- Given instruction:
Give back only the lines from the one with "of the human" through the last line of the data, exactly as they appear.

- The data:
▬▬▬
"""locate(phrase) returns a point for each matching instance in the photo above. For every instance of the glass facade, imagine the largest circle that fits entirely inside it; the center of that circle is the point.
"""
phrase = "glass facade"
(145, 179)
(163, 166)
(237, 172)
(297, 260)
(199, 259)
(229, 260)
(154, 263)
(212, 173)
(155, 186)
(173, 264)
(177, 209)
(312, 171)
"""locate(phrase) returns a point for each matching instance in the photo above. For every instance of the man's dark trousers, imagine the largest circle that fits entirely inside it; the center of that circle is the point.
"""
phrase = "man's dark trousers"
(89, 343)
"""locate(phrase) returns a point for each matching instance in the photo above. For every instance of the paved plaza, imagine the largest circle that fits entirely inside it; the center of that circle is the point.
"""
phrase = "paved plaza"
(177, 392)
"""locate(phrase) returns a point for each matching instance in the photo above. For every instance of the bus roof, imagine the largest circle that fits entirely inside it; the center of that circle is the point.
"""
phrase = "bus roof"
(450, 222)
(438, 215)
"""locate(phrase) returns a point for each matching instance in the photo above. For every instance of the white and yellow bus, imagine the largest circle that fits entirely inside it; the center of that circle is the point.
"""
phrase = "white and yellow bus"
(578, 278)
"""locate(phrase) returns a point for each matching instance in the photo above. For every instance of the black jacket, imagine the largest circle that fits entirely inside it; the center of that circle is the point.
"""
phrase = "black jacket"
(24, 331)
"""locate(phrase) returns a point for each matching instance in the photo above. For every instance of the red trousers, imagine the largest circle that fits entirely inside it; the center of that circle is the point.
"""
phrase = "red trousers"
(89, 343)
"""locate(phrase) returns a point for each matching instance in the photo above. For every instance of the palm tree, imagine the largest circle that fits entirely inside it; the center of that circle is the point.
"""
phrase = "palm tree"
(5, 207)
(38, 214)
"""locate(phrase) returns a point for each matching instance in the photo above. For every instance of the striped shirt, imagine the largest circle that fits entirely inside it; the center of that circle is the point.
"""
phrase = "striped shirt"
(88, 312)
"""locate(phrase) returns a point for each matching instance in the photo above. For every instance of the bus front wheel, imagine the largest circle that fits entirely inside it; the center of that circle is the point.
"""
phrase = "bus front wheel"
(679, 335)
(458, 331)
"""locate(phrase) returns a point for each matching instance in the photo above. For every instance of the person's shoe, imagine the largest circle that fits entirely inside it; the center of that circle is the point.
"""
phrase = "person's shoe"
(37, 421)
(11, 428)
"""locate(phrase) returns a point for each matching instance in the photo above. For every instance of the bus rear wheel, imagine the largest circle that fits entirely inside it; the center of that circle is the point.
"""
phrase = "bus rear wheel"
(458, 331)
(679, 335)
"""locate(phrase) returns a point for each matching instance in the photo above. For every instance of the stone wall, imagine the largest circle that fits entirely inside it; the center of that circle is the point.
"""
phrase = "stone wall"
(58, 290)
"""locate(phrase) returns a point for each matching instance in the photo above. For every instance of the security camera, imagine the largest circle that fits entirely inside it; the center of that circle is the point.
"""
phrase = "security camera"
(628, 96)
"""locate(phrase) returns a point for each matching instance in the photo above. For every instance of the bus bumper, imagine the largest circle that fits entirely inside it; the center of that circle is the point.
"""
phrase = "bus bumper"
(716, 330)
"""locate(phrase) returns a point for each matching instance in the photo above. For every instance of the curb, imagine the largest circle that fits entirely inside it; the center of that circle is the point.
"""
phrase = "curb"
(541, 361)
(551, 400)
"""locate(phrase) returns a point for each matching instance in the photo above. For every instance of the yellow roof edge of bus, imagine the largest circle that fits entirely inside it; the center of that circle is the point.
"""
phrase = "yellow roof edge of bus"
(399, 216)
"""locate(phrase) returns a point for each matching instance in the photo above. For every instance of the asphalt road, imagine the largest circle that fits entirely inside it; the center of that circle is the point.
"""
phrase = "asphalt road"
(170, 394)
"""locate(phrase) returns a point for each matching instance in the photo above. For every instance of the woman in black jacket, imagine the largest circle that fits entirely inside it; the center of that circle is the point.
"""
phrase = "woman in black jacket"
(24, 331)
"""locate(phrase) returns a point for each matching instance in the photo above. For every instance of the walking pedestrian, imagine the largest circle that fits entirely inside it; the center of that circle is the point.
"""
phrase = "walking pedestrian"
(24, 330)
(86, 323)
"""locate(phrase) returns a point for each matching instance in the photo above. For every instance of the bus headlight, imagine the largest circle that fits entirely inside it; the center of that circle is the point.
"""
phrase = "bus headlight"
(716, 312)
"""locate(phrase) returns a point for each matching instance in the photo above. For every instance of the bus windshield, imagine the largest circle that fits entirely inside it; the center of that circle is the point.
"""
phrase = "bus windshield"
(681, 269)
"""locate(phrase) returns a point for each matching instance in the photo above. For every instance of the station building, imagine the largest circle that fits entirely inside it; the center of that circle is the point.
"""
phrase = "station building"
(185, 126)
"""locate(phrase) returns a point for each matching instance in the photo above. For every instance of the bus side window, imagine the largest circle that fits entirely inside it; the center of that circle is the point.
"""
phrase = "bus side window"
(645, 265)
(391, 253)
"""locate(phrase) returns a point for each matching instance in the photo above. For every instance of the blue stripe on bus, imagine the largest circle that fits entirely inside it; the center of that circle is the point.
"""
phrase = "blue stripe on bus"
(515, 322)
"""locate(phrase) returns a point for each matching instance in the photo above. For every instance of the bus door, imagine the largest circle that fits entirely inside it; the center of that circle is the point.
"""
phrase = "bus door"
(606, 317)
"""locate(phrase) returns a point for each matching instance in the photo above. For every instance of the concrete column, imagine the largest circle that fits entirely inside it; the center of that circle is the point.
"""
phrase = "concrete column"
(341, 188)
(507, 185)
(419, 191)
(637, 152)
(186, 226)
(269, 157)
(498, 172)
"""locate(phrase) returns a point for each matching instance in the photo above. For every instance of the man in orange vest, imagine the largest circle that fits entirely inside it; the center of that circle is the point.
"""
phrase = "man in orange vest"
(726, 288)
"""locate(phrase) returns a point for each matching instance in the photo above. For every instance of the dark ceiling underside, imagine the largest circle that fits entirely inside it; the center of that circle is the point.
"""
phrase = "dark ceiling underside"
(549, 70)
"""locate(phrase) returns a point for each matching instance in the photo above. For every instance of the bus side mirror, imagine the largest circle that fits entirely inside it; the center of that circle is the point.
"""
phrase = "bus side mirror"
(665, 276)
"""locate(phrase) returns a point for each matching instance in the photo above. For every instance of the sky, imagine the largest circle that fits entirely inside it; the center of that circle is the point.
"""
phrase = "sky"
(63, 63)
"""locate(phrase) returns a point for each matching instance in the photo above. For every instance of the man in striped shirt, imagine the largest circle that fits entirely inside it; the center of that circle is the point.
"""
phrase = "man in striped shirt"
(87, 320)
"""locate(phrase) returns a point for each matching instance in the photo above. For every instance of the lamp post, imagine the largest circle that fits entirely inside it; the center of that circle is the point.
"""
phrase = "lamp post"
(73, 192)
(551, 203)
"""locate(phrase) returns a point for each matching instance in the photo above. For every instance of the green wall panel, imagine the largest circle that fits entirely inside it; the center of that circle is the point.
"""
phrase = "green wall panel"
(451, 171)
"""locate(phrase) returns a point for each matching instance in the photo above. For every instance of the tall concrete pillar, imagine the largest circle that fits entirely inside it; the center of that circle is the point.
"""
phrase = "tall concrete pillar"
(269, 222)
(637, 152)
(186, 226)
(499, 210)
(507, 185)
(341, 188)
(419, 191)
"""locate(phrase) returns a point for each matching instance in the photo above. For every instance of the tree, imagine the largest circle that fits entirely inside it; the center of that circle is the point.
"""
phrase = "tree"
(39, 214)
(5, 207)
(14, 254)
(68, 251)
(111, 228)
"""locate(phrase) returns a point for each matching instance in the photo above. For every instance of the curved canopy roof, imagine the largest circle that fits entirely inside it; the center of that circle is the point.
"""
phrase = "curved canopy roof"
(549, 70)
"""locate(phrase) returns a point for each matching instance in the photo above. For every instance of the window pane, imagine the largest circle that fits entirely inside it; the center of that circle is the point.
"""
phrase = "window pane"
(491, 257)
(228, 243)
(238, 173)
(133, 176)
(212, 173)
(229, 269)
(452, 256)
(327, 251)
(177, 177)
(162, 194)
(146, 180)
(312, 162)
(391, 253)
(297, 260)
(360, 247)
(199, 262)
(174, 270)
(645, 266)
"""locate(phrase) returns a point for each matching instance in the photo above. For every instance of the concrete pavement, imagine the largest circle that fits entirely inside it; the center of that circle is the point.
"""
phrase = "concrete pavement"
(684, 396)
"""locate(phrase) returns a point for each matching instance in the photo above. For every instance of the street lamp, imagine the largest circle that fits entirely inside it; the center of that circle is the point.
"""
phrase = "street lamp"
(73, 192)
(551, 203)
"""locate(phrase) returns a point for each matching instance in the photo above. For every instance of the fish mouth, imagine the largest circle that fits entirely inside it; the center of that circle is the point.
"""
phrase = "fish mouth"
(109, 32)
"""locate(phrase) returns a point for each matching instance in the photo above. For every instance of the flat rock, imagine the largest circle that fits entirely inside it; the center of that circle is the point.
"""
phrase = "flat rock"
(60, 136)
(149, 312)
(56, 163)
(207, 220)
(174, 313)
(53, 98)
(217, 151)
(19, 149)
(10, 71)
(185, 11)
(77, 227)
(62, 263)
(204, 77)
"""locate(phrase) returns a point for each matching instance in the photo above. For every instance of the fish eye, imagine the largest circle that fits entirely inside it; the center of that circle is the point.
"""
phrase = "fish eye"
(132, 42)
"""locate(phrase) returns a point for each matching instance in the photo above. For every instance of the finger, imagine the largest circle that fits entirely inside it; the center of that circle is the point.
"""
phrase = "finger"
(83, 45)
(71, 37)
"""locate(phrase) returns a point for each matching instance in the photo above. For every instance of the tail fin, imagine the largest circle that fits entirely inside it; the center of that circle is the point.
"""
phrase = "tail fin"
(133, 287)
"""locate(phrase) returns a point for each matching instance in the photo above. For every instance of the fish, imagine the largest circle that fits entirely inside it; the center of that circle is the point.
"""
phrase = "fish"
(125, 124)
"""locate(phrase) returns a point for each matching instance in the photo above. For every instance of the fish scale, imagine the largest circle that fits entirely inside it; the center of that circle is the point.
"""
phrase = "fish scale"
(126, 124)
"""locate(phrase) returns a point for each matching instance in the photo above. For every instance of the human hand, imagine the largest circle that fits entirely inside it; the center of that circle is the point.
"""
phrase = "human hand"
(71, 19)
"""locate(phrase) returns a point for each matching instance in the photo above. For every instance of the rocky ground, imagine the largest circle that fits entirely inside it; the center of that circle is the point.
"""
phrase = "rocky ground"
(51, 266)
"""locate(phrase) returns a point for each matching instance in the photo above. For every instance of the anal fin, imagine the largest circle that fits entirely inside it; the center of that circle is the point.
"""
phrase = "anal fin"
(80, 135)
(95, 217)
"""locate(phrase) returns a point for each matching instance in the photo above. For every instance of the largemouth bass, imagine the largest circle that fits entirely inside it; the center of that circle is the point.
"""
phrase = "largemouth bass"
▬▬▬
- Solution below:
"""locate(phrase) returns a point for each matching instance in the photo above. For every instance of the human hand, imagine the largest circle that fits entirely inside it; the center of that circle is the point.
"""
phrase = "human hand"
(71, 19)
"""locate(phrase) returns a point for each matching instance in the photo above. For every instance of the rocky ground, imagine the largest circle that fits entirely inside it; the center of that circle is the point.
"""
phrase = "rocky ground"
(51, 266)
"""locate(phrase) returns a point for each matching instance in the photo above. For every instance of the anal fin, imagine the largest circle that fits entirely inside it; the center of that circle is the point.
"""
phrase = "anal fin"
(80, 135)
(95, 217)
"""locate(phrase) returns a point for each matching instance in the photo above. For every instance of the largemouth bass, imagine the largest circle that fits entirely inside it; the center of that circle is the point.
"""
phrase = "largemouth bass"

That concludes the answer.